## Exercise directions
Every record below needs to be printed again exactly.

___ Input

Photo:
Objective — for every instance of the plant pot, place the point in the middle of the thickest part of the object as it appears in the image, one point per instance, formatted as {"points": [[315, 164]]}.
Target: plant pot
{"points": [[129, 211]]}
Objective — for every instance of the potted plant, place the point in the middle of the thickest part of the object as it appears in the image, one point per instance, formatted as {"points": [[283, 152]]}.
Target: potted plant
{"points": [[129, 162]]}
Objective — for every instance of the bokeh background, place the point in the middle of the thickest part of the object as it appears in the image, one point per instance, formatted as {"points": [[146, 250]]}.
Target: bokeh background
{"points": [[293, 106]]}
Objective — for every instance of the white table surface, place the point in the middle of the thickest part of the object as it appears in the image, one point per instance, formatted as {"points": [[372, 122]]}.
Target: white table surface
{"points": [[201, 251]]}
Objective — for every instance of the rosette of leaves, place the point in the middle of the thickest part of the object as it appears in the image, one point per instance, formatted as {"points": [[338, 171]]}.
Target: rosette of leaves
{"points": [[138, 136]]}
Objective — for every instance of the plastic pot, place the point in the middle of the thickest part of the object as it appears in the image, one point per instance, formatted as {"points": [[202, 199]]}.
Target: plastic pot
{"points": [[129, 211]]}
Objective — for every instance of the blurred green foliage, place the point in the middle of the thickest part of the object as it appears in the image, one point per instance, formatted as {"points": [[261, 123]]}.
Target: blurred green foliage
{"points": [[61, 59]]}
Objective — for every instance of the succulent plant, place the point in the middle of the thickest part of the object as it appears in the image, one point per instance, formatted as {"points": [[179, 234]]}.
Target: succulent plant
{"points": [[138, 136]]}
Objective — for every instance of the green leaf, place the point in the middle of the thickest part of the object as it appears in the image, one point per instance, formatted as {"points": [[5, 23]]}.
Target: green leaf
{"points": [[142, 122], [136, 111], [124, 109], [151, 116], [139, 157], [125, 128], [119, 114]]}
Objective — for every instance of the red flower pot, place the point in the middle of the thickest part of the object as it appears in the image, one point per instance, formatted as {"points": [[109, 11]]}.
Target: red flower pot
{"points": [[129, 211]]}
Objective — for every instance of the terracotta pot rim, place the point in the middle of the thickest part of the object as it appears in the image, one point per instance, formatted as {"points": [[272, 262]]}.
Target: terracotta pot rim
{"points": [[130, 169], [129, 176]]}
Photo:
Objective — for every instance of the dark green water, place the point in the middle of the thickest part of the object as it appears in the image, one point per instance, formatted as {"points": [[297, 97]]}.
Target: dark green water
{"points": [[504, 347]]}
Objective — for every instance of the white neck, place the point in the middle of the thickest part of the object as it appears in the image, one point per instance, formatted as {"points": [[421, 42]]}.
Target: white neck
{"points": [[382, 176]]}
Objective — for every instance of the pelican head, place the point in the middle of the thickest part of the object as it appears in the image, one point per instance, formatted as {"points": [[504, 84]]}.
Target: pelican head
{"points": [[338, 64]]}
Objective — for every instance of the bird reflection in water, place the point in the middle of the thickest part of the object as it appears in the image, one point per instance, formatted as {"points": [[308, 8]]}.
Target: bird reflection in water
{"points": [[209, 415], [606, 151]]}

______

## Task response
Photo:
Objective — for every instance of the plant pot, place the point in the middle of the thickest part of the object as it appears in the image, one point per instance, formatted as {"points": [[315, 164]]}.
Target: plant pot
{"points": [[129, 211]]}
Objective — for every instance of the potted plant, place the point in the middle of the thickest part of the object as it appears in the image, one point per instance, formatted as {"points": [[283, 152]]}.
Target: potted plant
{"points": [[129, 162]]}
Objective — for every instance of the bokeh background, place the point in the middle of the thickest part of the object as it appears in the image, one point per instance, formatted as {"points": [[146, 250]]}.
Target: bokeh background
{"points": [[293, 106]]}
Objective — for every instance of the white table surface, place the point in the middle of the thickest part of the object as it appears in the image, one point per instance, formatted as {"points": [[372, 122]]}.
Target: white table surface
{"points": [[201, 251]]}
Objective — for every instance of the rosette of leaves, place the point in the middle of the thickest part of the object as it appears in the image, one point per instance, formatted as {"points": [[338, 171]]}.
Target: rosette of leaves
{"points": [[138, 136]]}
Objective — for every instance of the plastic pot, place the point in the middle of the thickest part of the object as it appears in the image, one point per instance, formatted as {"points": [[202, 199]]}.
Target: plastic pot
{"points": [[129, 211]]}
Objective — for every instance of the blurred green foliage, place the point in the middle of the thickest part of the object as it appears in the image, one point per instance, formatted as {"points": [[261, 123]]}.
Target: blurred green foliage
{"points": [[61, 59]]}
Objective — for every instance of the succulent plant, place the point in the middle of the thickest part of the object as it appears in the image, one point per instance, formatted as {"points": [[179, 234]]}.
Target: succulent plant
{"points": [[138, 136]]}
Objective — for every instance of the green leaf, place the point in the middle of the thickest part of the object as it appears in the image, one point per instance, formatted as {"points": [[5, 23]]}.
Target: green leaf
{"points": [[142, 122], [136, 111], [124, 109], [151, 116], [139, 157], [125, 128], [119, 114]]}
Objective — for every instance of the red flower pot, place the point in the middle of the thickest part of the object as it appears in the image, one point per instance, formatted as {"points": [[109, 11]]}.
Target: red flower pot
{"points": [[129, 211]]}
Objective — for every instance of the terracotta pot rim, place the point in the middle of the thickest part of the object as it appears in the image, one point per instance, formatted as {"points": [[272, 262]]}.
Target: terracotta pot rim
{"points": [[130, 169], [129, 176]]}
Photo:
Objective — for every instance of the dark green water, place the point in the middle of the thickest part of the object as it appears in the image, one point per instance, formatted as {"points": [[297, 97]]}.
Target: dark green water
{"points": [[504, 347]]}
Objective — for every instance of the white neck, place the point in the middle of the thickest part of the object as it appears in the image, one point per instance, formatted as {"points": [[421, 42]]}.
Target: white neck
{"points": [[382, 176]]}
Objective — for every instance of the pelican head, place the point in the middle of the thickest part of the object as it appears in the image, one point per instance, formatted as {"points": [[504, 84]]}.
Target: pelican head
{"points": [[338, 64]]}
Objective — for every instance of the bird reflection in water, place the point in the middle of the thickest part of the object as it appears in the image, one point per instance, formatted as {"points": [[308, 8]]}.
Target: bird reflection in water
{"points": [[209, 415], [606, 151]]}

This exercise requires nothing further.